Activity:
Retype, exactly and only, each line from the one containing "If you could point at the dark" to the end of the records below.

(Stored data entries)
┄┄┄┄┄┄┄┄┄┄┄┄┄┄┄┄┄┄┄┄

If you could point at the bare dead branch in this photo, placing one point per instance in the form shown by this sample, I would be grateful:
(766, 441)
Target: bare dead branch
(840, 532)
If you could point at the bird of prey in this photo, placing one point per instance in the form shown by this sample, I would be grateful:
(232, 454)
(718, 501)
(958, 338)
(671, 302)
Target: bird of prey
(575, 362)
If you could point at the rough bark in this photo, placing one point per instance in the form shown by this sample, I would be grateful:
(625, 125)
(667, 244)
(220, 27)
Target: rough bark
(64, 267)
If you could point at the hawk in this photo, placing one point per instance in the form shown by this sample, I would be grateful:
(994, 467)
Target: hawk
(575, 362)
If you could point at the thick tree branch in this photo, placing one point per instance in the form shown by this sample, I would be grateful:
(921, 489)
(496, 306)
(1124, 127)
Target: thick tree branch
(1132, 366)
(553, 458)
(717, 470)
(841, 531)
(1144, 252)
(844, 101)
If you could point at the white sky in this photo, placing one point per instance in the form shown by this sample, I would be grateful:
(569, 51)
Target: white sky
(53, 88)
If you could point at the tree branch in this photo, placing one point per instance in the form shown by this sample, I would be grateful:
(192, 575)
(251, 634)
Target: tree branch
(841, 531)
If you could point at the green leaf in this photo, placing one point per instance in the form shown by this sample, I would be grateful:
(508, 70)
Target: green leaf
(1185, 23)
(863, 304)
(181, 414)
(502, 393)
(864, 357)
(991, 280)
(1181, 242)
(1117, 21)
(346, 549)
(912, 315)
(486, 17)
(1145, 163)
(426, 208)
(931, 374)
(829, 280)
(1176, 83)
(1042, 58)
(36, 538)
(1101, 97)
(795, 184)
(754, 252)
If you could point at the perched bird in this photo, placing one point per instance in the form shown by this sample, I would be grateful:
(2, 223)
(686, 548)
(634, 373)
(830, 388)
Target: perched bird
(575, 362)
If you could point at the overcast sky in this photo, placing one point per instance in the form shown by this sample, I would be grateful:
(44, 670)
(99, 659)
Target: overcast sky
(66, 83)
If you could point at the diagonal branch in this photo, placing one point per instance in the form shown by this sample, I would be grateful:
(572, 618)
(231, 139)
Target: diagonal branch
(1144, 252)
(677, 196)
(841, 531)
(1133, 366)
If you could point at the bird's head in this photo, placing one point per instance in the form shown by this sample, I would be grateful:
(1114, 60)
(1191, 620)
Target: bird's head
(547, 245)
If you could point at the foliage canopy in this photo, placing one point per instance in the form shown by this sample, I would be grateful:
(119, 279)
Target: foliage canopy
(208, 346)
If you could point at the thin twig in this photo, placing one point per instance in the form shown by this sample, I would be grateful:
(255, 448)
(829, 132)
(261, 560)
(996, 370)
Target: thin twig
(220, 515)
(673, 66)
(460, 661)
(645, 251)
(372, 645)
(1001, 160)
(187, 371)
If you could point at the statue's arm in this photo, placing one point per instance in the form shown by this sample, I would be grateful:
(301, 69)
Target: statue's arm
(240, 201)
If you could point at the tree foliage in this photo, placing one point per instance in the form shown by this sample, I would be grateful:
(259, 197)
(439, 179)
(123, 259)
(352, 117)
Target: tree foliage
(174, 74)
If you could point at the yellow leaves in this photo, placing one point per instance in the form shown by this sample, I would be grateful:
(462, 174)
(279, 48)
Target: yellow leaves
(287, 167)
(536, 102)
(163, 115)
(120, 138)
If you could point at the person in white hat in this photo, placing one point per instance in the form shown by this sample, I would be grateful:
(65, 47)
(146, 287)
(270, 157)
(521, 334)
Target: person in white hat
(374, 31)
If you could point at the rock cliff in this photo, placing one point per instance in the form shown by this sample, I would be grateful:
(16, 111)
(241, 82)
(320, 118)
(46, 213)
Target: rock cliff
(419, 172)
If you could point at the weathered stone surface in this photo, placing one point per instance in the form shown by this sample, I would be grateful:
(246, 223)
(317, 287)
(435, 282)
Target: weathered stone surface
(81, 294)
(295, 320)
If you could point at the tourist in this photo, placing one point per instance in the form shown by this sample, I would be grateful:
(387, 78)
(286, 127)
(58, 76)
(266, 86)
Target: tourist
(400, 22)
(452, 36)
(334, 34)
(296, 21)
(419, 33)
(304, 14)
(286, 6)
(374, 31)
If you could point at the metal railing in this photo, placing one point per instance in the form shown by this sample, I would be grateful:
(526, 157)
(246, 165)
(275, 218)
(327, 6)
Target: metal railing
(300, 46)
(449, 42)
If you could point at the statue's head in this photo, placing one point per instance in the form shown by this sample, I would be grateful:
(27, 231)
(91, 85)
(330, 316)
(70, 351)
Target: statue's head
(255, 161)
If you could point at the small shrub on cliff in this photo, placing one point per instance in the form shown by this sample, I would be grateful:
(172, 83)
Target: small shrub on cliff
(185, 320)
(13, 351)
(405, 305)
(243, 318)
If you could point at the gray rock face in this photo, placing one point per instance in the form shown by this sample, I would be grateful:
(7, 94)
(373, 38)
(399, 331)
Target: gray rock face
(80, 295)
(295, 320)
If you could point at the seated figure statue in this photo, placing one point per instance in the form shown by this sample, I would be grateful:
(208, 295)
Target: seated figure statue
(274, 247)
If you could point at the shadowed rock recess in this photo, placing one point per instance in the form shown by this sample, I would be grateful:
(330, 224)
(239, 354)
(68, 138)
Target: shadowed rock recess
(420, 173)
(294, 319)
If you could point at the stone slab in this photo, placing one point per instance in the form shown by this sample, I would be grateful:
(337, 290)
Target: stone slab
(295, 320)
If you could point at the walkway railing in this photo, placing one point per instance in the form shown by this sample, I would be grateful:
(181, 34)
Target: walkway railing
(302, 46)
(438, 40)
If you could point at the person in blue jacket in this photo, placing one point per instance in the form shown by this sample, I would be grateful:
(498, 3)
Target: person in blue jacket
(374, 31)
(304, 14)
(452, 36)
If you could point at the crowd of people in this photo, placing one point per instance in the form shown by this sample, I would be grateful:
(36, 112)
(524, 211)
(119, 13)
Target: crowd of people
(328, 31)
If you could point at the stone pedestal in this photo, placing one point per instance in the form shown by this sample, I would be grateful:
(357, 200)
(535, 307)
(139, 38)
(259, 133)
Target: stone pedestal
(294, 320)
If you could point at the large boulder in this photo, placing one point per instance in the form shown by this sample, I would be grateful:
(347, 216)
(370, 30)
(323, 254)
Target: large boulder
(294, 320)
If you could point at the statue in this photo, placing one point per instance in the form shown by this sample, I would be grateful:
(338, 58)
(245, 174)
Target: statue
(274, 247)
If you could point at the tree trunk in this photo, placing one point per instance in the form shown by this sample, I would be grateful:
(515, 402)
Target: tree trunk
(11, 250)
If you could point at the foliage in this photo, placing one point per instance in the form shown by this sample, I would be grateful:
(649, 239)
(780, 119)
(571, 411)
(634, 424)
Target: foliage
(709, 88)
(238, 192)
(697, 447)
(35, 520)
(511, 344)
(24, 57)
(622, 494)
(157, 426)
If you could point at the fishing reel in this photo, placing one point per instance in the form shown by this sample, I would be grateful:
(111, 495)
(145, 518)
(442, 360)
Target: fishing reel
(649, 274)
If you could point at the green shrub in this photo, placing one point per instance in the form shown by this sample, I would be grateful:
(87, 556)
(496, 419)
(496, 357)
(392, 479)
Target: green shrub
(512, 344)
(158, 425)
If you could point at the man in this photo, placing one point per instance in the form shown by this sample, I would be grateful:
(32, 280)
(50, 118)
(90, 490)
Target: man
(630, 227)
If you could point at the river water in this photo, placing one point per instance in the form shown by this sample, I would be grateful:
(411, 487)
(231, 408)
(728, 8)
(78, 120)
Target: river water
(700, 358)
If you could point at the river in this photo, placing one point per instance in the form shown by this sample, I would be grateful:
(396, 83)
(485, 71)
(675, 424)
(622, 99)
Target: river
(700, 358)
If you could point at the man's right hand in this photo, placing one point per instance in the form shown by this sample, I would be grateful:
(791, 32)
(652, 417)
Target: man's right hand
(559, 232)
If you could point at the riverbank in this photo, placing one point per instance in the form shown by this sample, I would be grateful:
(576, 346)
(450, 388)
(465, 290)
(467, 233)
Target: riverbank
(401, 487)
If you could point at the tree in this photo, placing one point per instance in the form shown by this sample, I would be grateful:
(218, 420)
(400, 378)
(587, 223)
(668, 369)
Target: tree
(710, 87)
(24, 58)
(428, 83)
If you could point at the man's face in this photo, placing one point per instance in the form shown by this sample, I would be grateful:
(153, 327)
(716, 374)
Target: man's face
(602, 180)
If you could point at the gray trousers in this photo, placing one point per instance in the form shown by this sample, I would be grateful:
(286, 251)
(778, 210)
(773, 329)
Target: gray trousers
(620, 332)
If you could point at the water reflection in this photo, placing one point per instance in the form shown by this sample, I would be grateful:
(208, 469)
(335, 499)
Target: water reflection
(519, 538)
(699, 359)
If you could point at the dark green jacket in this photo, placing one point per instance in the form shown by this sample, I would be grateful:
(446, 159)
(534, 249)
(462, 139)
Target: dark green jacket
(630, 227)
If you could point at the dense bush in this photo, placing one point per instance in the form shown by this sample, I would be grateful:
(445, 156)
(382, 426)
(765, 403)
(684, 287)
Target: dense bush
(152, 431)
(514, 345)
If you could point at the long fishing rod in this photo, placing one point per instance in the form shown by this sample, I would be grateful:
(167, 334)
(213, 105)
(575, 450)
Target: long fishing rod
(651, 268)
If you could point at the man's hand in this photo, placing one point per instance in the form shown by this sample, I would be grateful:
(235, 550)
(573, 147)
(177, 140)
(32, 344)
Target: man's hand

┄┄┄┄┄┄┄┄┄┄┄┄┄┄┄┄┄┄┄┄

Response for this exercise:
If you could point at the dark green jacket in this photo, placing one point per instance in the form shown by this sample, I would be grateful:
(446, 159)
(534, 249)
(462, 139)
Target: dark green jacket
(630, 227)
If you could point at the dense bush in this photo, placing one point per instance in the form shown by this sample, I would be grateful:
(445, 156)
(382, 426)
(765, 403)
(684, 287)
Target: dense bush
(152, 431)
(514, 345)
If you could point at the long fishing rod in this photo, placing one point per instance in the form shown by this sample, I would be grateful:
(167, 334)
(213, 105)
(575, 450)
Target: long fishing rod
(651, 268)
If you could point at the man's hand in this photo, placing one point per instance in the form shown by this sample, I would be grateful:
(235, 550)
(573, 147)
(177, 140)
(32, 344)
Target: man's hand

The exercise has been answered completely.